Available data:
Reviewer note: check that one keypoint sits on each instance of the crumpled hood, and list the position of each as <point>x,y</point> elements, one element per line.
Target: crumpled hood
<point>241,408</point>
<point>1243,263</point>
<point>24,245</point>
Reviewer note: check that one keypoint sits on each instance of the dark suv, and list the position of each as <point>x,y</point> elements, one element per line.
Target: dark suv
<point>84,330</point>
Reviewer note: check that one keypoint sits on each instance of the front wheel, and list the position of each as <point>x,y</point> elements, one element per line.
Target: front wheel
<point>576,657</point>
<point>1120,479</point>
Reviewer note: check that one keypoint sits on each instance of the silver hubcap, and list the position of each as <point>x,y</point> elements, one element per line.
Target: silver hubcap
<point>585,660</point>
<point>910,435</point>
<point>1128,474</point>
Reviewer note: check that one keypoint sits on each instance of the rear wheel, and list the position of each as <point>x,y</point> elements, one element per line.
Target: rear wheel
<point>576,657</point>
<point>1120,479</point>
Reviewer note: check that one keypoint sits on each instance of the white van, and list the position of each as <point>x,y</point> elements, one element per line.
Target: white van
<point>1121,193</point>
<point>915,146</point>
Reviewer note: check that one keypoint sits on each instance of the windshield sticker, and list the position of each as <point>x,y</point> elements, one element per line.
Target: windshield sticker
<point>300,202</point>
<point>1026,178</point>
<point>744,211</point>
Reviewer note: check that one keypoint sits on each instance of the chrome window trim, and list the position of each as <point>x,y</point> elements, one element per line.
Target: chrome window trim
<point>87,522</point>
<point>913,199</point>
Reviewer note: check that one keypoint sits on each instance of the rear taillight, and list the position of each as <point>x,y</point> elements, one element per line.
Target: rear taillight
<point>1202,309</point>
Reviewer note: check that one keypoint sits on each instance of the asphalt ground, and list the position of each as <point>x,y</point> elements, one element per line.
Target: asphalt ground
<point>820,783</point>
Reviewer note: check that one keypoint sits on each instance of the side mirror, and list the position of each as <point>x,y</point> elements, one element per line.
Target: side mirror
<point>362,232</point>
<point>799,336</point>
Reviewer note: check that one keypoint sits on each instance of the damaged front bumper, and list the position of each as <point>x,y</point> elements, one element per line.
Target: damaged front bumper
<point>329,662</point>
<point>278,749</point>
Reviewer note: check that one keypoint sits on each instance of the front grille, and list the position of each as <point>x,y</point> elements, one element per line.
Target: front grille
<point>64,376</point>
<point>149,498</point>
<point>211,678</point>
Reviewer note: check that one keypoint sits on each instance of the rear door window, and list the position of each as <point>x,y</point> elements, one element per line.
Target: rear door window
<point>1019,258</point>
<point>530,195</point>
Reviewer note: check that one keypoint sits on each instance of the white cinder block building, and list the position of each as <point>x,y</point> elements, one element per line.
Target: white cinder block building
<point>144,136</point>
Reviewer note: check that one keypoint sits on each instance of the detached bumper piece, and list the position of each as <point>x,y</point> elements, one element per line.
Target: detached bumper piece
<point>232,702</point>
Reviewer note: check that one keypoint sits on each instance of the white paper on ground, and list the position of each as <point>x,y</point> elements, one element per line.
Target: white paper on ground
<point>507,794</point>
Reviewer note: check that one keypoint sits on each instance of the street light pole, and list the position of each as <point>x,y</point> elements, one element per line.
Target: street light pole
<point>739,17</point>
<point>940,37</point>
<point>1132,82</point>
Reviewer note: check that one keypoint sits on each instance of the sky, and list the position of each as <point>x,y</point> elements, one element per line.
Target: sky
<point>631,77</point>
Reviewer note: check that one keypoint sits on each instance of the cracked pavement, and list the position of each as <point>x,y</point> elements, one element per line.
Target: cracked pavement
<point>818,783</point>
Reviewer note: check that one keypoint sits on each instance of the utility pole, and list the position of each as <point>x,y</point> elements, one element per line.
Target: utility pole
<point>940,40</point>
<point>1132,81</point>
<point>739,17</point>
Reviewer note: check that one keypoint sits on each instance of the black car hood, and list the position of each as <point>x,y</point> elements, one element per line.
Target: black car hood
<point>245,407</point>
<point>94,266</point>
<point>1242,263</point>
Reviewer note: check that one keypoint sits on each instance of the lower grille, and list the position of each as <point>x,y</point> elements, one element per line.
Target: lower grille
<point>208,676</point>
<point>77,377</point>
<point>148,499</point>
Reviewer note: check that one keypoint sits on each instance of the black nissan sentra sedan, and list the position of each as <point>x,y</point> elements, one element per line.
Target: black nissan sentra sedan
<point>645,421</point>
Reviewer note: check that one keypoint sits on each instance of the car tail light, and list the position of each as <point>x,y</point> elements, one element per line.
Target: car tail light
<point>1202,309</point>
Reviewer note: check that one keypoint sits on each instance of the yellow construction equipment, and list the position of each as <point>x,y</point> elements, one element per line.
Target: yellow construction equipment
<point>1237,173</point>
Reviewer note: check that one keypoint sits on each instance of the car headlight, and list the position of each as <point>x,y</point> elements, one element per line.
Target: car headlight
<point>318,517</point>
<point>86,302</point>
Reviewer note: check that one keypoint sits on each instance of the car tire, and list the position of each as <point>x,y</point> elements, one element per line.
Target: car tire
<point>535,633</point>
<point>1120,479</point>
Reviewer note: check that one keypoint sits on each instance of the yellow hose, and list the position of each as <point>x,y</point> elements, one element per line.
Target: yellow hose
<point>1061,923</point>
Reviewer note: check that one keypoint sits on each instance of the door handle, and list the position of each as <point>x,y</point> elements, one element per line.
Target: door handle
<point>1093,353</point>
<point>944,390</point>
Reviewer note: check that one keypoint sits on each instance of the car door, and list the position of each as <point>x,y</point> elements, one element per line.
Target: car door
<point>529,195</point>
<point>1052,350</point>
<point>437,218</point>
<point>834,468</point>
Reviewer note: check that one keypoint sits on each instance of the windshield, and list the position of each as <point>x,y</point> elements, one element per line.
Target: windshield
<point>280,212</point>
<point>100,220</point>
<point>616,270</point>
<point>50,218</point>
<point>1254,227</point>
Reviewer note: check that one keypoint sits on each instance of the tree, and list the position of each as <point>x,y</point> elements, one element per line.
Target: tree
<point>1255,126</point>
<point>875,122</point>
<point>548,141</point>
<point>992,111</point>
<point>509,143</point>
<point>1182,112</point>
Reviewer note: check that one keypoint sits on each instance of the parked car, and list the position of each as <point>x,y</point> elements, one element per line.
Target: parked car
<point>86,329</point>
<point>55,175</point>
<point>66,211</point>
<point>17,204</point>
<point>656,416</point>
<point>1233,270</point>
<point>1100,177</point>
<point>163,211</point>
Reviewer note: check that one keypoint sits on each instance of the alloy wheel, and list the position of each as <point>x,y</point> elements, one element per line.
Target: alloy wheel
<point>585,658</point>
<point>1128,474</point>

Task directions: Everything from the line containing "the white paper" through the line containing "the black car" in the material above should be retyped exactly, both ends included, and nothing more.

Solution to the problem:
Reviewer note: check that one keypoint sits on each instance of the white paper on ground, and list the position of each as <point>x,y</point> elements, one element per line.
Target: white paper on ground
<point>507,794</point>
Reviewer note: check that one keypoint sits on each instance of the street light pole, and list the position of each as <point>x,y</point> elements, one element per line.
Target: street light pole
<point>739,17</point>
<point>940,37</point>
<point>1132,82</point>
Reviewer note: check that one keypoint sits on each instance of the sky, and list the position of each as <point>x,y</point> elements, one element per line.
Target: sky
<point>631,77</point>
Reviewer note: check that one keypoint sits on each instance of the cracked pavement, and list the position of each as <point>x,y</point> elements, one element per line.
Target: cracked pavement
<point>818,783</point>
Reviewer note: check that one keypoint sits on each instance of the utility pole, and list the position of each as <point>x,y</point> elements, one element per line.
Target: utility pole
<point>940,40</point>
<point>1132,81</point>
<point>739,17</point>
Reviewer note: check that one keypoint sits on each instance of the black car hood, and list the position of each as <point>x,y</point> elements, one element per line.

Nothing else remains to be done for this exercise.